#### [Work instructions]
Do these statements agree with the theater review below? Answer yes or no for each and quote the deciding words. 1. The central performance is given by Charles Reese. 2. The reviewer enjoys clapping along at Riverdance. 3. A film image of the real Baldwin is projected onto the stage.

═════ Text block ═════

Simon has the benefit of a winsome central performance by the Baldwin-like Charles Reese, which helps mitigate the often suffocating, manipulative tone of Chuck Patterson's production. This Baldwin sings and coerces the audience into clapping along until we are one united, life-affirming congregation. To be honest, I was probably the only one who needed to be coerced. But then I resent clapping along at Riverdance. It seems even more inappropriate at a play—unless it has a very specific function, as in Peter Pan, where our applause is needed—“Do you believe in fairies, boys and girls?”—in order to restore Tinkerbell to life. I think it safe to say that, if you don't believe in fairies, you're unlikely to be at a play about James Baldwin. But, even so, in most dramas the happy-clappy routine has a faintly fascistic whiff about it—you have to be very strong-willed indeed to sit on your hands—and it's used as an unearned shortcut—a way of announcing the character's virtue rather than persuading you of it. In a similar vein, a film image of the real Baldwin is projected on to the stage. And even the title, James Baldwin: A Soul on Fire, sounds more like a book than an evening of drama.

═════ Records provided ═════

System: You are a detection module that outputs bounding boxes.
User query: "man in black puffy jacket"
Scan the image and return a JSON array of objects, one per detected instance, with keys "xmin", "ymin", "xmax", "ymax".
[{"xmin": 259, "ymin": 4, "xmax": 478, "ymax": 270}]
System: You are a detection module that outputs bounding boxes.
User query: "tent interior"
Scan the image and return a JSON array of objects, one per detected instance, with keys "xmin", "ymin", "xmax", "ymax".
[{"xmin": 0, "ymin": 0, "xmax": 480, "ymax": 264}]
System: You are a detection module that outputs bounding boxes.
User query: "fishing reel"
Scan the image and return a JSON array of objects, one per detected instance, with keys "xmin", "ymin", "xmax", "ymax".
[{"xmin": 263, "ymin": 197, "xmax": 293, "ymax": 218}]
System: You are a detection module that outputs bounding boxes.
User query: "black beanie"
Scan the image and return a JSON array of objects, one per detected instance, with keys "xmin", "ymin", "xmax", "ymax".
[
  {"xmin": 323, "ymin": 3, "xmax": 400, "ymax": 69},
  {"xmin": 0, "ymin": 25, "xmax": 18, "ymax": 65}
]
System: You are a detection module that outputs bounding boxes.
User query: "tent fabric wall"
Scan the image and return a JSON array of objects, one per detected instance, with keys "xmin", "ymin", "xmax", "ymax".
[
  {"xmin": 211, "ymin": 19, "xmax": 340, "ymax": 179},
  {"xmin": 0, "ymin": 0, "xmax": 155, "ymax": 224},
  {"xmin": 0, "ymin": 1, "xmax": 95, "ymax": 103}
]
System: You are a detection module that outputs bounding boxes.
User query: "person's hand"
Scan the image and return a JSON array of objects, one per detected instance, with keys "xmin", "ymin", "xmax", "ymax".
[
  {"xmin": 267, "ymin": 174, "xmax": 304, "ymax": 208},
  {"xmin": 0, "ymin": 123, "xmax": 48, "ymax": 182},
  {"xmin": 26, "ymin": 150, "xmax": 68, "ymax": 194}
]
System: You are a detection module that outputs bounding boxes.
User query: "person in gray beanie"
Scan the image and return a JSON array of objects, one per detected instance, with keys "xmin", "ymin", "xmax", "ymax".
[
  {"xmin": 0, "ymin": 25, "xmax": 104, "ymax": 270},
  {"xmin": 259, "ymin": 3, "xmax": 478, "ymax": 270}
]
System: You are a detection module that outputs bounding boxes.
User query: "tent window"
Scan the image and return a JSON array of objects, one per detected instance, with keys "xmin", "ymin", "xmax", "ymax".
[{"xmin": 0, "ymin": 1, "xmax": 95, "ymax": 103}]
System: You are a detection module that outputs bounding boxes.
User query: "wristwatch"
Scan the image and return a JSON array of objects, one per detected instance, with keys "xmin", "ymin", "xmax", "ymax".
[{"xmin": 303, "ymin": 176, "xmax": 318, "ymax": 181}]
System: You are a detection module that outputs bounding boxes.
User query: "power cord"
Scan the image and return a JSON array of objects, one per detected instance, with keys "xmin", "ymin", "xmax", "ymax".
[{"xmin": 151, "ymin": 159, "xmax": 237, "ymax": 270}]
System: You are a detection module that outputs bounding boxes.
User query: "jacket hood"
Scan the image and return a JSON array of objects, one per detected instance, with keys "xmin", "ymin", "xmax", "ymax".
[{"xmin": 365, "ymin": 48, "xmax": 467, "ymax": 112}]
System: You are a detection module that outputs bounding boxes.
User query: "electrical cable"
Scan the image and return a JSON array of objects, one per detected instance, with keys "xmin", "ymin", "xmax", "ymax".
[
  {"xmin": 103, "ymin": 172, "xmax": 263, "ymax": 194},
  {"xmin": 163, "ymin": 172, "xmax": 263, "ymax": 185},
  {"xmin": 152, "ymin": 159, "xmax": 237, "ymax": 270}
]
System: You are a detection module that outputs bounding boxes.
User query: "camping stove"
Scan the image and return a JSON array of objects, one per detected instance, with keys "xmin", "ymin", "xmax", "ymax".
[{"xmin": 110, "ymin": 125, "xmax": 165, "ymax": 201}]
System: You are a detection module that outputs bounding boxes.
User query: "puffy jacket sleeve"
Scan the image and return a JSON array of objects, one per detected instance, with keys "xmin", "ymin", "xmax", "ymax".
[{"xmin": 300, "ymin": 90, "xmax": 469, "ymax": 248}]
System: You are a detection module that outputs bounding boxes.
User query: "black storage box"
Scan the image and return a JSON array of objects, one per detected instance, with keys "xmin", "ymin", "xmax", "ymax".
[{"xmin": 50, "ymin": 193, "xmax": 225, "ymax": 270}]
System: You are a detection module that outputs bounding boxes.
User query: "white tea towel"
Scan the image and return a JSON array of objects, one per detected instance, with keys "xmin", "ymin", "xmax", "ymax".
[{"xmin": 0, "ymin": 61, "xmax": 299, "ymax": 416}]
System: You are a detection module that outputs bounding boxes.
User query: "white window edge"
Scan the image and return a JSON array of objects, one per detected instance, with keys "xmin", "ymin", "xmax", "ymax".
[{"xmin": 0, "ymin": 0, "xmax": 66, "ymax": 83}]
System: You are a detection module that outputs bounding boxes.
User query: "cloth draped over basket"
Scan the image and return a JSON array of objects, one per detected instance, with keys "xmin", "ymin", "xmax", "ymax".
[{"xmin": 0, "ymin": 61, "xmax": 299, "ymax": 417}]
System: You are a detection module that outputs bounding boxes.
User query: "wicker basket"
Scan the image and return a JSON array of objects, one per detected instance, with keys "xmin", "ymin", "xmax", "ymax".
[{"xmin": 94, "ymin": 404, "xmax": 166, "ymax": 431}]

═════

#### [Final result]
1. Yes: "a winsome central performance by the Baldwin-like Charles Reese"
2. No: "I resent clapping along at Riverdance"
3. Yes: "a film image of the real Baldwin is projected on to the stage"